__EXTRAIT CHOISI__
=-=-=
Leçon 4 : L'Art est-il utile ? avec Van Gogh

III-2-2/ « L’art est-il utile ? »

   Observation des « Vieux souliers aux lacets » de Vincent Van Gogh. Y-a-t-il une fécondité de l’inutile ?

 

III-2-2-1/ Observation et brève analyse du tableau « Les vieux souliers aux lacets » [1886] de Van Gogh.

 

III-2-2-2/ Van Gogh : un remake de l’éternel reproche fait aux artistes, dans l’esprit des fameux « lits » de Platon ?

 

III-2-2-3/ « L’art doit-il nécessairement être utile ? » Ébauche de dissertation sur la base d’autres références : Alain, Kant et Hegel.

 

III-2-2-1/ Observation et brève analyse du tableau « Les vieux souliers aux lacets » [1886] de Van Gogh.

 

Van Gogh Vieux souliers aux lacets. 1886.jpg
 

 

 

      S’agit-il d’une paire de souliers ? Rien n’est moins sûr, car si on observe de près la toile, il semble bien que l’on ait affaire à deux souliers dépareillés, deux pieds gauches, pour être précis. Peut-être, finalement, à l’image des deux frères : Théo et Vincent Van Gogh, qui se ressemblent, mais ne marchent pas toujours au même rythme : Théo est un affairiste efficace et prospère, tandis que Vincent est un peintre écorché et fragile :

   « S’il arrive un malheur, nous le braverons ensemble ; mon frère, demeurons fidèles l’un à l’autre. » Cette phrase est issue d’une lettre écrite par Vincent Van Gogh, adressée à Théo en 1883. Elle souligne la fraternité et l’entraide inaltérables entre les deux hommes pendant presque 20 ans. Installé à La Haye, aux Pays-Bas en 1872, Vincent commence le début d’une correspondance avec son frère cadet Théo. À l’époque, ce dernier travaille comme marchand d’art dans l’entreprise de son oncle à Bruxelles. Jusqu’à sa mort, le 29 juillet 1890, le peintre a écrit 652 lettres à son frère. Manuscrits que l’on retrouve dans le recueil Lettre à Théo, publié en 1914.
=-=-=
__DONNÉES FOURNIES__
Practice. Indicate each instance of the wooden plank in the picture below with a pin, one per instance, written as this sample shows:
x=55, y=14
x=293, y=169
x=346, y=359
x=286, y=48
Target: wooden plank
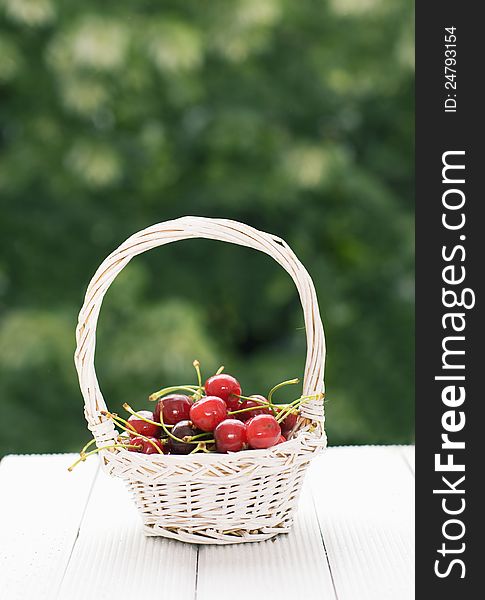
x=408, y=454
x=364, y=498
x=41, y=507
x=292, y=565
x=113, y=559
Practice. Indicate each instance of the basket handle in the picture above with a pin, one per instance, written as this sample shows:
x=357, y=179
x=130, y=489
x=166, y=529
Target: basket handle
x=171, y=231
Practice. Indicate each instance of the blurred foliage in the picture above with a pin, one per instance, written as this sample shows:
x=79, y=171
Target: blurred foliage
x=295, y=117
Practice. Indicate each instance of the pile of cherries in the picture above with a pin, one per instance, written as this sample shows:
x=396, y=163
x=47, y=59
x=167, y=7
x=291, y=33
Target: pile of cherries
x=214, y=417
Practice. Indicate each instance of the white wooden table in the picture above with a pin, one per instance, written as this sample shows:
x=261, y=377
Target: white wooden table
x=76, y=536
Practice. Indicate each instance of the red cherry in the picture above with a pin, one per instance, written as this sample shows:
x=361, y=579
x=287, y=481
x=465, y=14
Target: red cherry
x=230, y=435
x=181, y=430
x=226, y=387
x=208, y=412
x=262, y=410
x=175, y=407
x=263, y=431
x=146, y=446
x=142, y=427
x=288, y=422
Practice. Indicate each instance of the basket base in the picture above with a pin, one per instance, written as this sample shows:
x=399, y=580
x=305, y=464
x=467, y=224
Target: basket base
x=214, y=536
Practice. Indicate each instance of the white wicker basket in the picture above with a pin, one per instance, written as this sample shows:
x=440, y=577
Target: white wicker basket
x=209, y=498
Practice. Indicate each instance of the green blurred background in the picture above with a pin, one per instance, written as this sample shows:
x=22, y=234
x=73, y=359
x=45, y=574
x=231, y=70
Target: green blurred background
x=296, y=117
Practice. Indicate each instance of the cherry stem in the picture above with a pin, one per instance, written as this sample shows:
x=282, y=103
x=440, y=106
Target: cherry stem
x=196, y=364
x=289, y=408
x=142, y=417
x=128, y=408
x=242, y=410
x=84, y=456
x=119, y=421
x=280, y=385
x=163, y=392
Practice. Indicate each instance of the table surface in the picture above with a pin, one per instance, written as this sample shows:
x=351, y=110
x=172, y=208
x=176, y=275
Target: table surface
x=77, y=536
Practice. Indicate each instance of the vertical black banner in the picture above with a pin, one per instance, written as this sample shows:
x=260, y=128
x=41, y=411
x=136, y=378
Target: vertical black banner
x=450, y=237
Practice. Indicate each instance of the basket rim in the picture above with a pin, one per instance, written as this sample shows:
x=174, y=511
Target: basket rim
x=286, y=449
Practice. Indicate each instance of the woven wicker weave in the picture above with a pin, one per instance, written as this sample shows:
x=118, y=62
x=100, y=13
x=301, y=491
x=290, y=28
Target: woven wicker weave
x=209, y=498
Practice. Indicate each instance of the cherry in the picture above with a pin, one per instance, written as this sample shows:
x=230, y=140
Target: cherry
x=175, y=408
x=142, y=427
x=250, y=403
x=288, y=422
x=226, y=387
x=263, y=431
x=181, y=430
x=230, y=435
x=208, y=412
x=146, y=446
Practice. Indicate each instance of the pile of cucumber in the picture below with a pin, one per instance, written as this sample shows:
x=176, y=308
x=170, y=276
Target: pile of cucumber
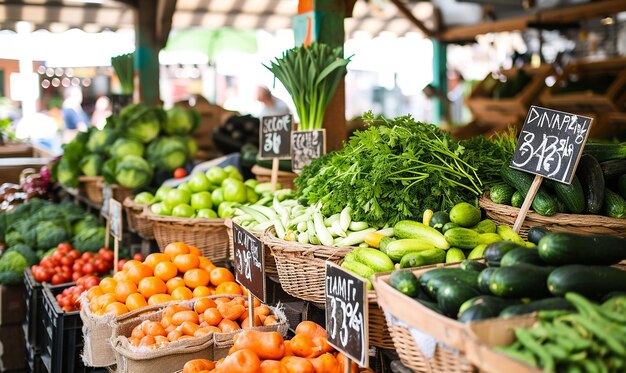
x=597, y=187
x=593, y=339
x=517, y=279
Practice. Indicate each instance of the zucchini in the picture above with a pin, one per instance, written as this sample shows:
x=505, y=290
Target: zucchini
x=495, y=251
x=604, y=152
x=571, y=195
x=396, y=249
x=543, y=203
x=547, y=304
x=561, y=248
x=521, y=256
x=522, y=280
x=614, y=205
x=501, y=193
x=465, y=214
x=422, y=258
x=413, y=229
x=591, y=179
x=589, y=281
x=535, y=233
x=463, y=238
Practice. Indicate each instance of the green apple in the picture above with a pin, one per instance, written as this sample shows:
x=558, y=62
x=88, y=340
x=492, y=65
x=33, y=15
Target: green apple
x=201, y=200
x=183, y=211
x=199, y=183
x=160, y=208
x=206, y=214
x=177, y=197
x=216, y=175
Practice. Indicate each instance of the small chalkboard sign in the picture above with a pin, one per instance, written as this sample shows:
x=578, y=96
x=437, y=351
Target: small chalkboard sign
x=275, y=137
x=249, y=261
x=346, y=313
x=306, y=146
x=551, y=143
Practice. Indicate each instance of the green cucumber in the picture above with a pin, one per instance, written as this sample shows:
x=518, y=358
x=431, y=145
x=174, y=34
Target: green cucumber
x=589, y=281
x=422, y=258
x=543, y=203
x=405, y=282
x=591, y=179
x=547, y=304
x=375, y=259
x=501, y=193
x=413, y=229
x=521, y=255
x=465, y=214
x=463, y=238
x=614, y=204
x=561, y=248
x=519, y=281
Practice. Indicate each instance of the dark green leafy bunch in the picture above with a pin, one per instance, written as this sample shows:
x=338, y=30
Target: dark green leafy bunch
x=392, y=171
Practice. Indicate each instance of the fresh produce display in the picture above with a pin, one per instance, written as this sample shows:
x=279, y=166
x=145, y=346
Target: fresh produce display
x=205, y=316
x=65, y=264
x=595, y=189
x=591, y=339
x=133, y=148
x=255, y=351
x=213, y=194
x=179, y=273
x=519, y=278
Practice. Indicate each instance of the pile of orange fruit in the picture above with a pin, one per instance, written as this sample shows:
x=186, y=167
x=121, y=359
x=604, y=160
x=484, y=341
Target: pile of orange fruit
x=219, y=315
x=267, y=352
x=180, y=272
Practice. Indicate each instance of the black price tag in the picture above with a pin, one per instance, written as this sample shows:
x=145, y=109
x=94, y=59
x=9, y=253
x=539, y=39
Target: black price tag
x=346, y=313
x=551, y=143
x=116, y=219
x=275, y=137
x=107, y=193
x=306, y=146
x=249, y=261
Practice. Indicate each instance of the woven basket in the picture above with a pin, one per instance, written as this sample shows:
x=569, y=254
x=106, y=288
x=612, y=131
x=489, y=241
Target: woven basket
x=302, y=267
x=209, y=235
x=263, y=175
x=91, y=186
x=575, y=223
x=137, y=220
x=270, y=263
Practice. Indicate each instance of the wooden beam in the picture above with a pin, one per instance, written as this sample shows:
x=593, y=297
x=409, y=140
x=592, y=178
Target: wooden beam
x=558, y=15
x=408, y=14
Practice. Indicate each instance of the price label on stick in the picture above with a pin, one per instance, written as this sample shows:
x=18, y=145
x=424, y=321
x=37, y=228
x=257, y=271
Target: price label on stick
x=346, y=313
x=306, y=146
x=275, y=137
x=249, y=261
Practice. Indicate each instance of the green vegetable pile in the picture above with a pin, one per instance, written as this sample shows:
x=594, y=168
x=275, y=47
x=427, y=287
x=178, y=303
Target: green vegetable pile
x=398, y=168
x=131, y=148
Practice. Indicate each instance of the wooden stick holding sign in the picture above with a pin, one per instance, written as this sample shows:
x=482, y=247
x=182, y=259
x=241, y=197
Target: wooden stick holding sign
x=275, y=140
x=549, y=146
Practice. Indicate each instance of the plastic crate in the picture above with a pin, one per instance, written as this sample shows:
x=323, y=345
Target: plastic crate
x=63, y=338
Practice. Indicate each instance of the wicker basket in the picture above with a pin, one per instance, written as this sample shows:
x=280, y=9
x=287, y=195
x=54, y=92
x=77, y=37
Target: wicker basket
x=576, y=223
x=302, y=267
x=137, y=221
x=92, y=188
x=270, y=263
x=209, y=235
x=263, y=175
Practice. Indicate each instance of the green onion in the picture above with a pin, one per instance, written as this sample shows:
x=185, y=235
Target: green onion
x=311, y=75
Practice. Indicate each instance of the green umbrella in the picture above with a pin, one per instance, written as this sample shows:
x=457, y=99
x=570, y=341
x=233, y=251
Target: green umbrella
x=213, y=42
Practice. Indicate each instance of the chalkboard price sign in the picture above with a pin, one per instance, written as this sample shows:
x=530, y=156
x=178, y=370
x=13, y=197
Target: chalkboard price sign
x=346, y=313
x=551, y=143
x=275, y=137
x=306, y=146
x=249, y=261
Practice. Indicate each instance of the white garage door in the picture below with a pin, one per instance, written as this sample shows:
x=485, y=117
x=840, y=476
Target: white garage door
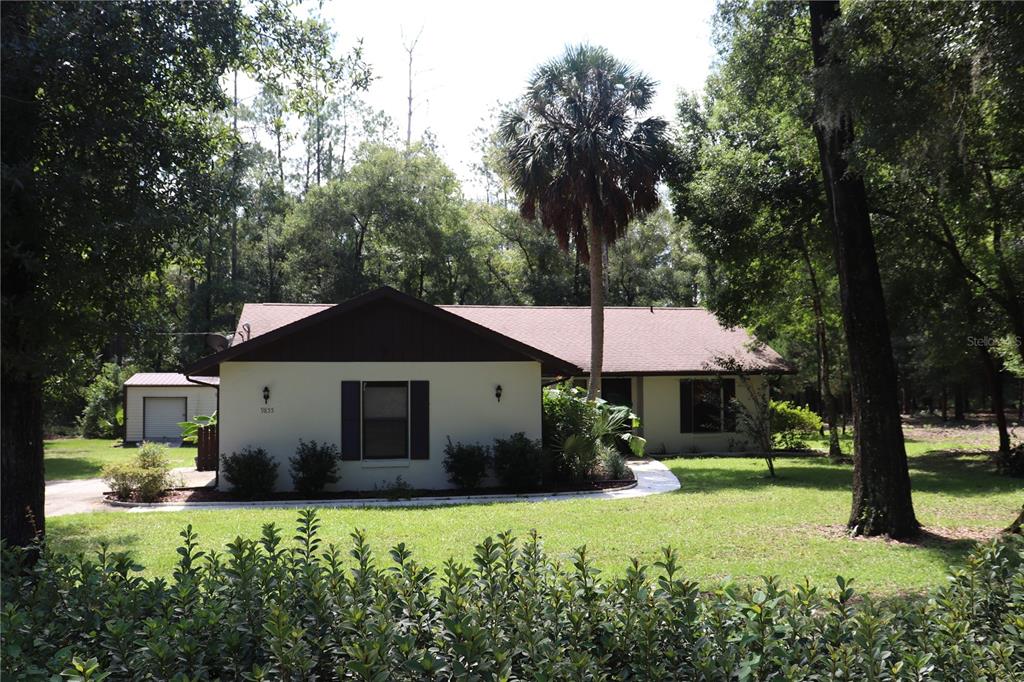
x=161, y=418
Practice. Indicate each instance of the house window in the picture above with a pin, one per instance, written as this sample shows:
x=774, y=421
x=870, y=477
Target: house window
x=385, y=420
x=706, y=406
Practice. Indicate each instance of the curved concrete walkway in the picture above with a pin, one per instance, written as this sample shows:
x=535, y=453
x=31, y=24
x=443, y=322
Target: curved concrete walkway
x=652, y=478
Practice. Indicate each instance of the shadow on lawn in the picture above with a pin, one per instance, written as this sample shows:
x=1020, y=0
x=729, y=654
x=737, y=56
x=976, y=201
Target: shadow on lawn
=-=-=
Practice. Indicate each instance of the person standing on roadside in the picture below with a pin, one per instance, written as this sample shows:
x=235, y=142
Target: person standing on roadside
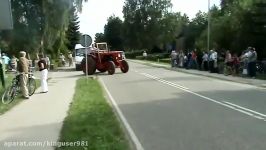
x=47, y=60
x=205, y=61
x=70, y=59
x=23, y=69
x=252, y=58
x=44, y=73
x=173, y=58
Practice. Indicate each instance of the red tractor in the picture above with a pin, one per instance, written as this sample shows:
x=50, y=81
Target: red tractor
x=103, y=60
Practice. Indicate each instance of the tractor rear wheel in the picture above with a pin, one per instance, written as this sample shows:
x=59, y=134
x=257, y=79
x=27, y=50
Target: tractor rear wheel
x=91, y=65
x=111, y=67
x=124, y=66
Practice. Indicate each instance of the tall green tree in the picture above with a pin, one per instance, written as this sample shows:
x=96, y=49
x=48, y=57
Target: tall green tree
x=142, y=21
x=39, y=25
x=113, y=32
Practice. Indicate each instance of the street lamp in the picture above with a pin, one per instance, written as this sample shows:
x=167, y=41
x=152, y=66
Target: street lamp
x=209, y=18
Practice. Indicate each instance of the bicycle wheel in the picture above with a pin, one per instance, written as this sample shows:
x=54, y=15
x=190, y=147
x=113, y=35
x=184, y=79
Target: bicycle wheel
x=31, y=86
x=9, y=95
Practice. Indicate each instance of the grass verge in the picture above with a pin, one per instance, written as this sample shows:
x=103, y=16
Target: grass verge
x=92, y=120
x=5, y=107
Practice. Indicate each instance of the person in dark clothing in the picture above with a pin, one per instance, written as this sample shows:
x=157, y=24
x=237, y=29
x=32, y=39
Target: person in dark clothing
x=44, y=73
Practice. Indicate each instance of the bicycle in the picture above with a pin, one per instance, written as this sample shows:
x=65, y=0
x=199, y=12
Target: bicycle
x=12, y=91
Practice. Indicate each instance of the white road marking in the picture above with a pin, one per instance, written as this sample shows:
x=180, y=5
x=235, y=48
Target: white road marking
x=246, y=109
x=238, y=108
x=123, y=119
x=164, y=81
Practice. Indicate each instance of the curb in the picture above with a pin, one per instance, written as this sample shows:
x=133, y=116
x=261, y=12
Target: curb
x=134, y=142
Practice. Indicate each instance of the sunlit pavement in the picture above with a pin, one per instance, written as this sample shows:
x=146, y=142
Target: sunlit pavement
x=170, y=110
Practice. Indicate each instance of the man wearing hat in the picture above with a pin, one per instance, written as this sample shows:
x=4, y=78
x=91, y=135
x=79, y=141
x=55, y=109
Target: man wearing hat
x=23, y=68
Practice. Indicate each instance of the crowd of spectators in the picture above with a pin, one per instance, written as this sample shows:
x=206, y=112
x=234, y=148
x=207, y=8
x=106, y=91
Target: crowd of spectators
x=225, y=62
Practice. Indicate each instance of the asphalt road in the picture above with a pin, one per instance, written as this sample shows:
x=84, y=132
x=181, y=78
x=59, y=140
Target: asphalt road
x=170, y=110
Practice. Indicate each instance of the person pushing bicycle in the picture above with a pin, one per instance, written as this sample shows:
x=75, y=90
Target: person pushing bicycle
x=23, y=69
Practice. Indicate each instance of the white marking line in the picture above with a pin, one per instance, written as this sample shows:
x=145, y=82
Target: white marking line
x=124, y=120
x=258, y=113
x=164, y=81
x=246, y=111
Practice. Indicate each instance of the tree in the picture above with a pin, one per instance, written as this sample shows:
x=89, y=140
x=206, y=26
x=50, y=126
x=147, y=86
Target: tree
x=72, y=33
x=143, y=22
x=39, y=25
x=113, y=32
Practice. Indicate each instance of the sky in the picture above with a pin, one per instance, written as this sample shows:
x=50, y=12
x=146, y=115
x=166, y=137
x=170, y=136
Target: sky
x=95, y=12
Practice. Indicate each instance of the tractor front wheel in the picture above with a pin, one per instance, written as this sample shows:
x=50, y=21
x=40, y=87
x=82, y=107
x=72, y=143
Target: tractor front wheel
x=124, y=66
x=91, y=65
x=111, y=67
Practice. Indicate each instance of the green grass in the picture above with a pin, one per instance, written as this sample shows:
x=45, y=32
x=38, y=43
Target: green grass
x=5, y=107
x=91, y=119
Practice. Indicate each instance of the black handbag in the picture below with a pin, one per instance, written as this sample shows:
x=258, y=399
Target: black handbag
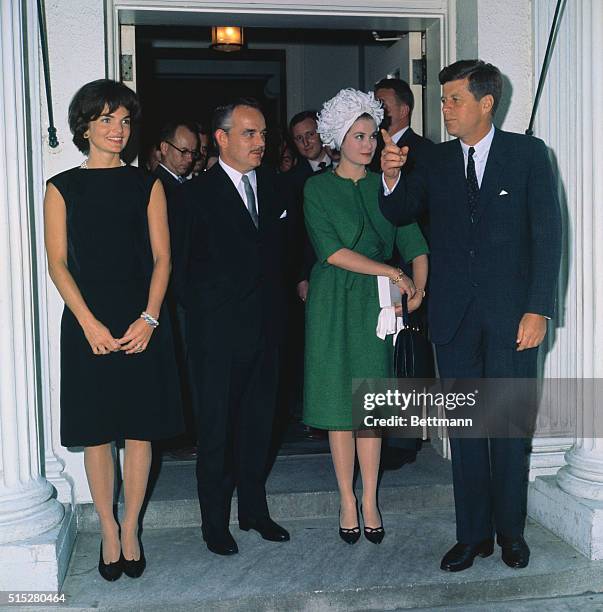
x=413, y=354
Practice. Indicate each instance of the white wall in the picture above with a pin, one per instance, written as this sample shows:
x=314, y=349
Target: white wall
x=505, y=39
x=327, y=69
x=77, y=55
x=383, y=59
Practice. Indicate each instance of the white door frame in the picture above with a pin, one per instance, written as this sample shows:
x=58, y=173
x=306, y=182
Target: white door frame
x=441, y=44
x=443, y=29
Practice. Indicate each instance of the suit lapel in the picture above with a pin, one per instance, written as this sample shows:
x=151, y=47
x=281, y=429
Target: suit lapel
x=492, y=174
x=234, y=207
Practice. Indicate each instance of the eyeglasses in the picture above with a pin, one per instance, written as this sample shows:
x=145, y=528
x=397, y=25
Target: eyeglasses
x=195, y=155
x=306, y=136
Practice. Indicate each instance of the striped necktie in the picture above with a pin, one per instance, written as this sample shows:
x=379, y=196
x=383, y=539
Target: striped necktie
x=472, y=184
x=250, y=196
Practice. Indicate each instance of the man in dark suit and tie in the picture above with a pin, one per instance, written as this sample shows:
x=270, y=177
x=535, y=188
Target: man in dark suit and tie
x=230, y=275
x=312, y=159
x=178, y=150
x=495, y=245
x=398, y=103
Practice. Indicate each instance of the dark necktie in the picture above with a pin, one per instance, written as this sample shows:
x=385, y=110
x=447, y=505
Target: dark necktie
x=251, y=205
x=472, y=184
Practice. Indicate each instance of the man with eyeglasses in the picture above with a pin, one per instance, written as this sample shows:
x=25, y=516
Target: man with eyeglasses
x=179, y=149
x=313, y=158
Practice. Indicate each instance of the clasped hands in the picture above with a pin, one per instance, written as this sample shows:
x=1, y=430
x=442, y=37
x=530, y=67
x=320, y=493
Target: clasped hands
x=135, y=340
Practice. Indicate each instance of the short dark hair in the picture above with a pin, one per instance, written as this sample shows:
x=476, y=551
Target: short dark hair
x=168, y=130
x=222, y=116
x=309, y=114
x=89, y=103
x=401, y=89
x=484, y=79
=-=-=
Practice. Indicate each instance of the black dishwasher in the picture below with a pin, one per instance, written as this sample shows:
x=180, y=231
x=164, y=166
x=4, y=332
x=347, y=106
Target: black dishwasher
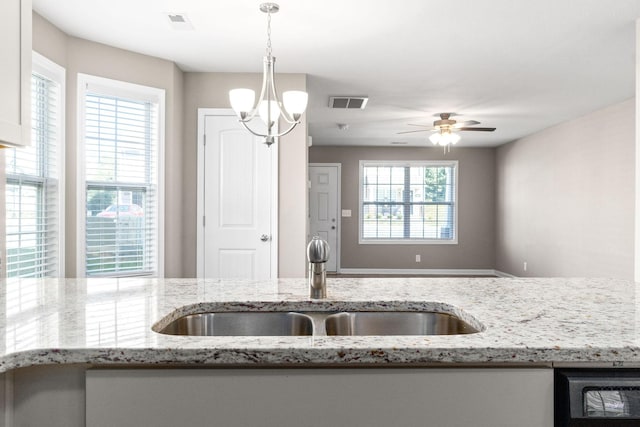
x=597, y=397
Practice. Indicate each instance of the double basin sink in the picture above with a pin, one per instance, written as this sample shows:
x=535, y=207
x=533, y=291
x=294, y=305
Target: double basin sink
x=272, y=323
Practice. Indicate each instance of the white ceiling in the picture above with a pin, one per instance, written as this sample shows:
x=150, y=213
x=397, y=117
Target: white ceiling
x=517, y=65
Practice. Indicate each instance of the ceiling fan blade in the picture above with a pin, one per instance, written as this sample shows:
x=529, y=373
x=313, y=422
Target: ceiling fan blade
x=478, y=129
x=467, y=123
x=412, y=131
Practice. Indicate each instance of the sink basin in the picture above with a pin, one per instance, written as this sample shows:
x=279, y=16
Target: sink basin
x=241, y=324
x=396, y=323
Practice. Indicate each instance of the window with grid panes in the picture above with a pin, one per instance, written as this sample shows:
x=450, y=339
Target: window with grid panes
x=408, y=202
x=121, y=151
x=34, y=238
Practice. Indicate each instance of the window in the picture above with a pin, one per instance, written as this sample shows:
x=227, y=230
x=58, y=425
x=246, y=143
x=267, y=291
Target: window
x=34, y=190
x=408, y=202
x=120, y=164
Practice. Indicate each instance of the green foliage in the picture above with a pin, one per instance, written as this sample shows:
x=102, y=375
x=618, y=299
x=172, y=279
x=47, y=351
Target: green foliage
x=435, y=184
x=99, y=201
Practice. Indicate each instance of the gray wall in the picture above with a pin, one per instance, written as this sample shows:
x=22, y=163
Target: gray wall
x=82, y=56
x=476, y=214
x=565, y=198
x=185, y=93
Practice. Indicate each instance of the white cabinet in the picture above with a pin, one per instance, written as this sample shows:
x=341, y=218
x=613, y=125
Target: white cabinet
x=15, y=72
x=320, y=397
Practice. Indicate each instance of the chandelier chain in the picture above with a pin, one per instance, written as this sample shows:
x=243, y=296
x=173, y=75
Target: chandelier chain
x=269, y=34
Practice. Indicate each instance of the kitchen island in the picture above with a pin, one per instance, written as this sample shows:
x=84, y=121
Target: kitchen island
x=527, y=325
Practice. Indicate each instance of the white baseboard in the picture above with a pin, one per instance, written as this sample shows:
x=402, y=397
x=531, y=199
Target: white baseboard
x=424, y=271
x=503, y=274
=-=-=
__TRAVAIL DEMANDÉ__
[a] Résumez l'extrait choisi en deux phrases.
[b] Répondez s'il vous plaît à ces questions sur l'extrait choisi :
(i) Selon une observation attentive de la toile, que représenteraient en réalité les souliers ?
(ii) En quelle année Vincent a-t-il adressé à Théo la lettre contenant « mon frère, demeurons fidèles l'un à l'autre » ?
(iii) Quel métier Théo exerçait-il à l'époque où Vincent commence la correspondance, et dans quelle ville ?
[c] Citez le passage de l'extrait choisi qui commence par les mots contenant « Leçon 4 : L'Art » et se termine par « fécondité de l’inutile ? ».

__RÉPONSES PAR TÂCHE__
[a] Le tableau « Les vieux souliers aux lacets » (1886) de Van Gogh semble représenter deux souliers dépareillés, deux pieds gauches, peut-être à l'image de Vincent et de son frère Théo, qui se ressemblent mais ne marchent pas toujours au même rythme. Vincent a écrit 652 lettres à Théo jusqu'à sa mort en 1890, signe d'une fraternité et d'une entraide inaltérables, et ces manuscrits sont réunis dans le recueil Lettre à Théo, publié en 1914.

[b]
(i) Deux souliers dépareillés, deux pieds gauches.
(ii) En 1883.
(iii) Il était marchand d'art, dans l'entreprise de son oncle à Bruxelles.

[c]
Leçon 4 : L'Art est-il utile ? avec Van Gogh

III-2-2/ « L’art est-il utile ? »

   Observation des « Vieux souliers aux lacets » de Vincent Van Gogh. Y-a-t-il une fécondité de l’inutile ?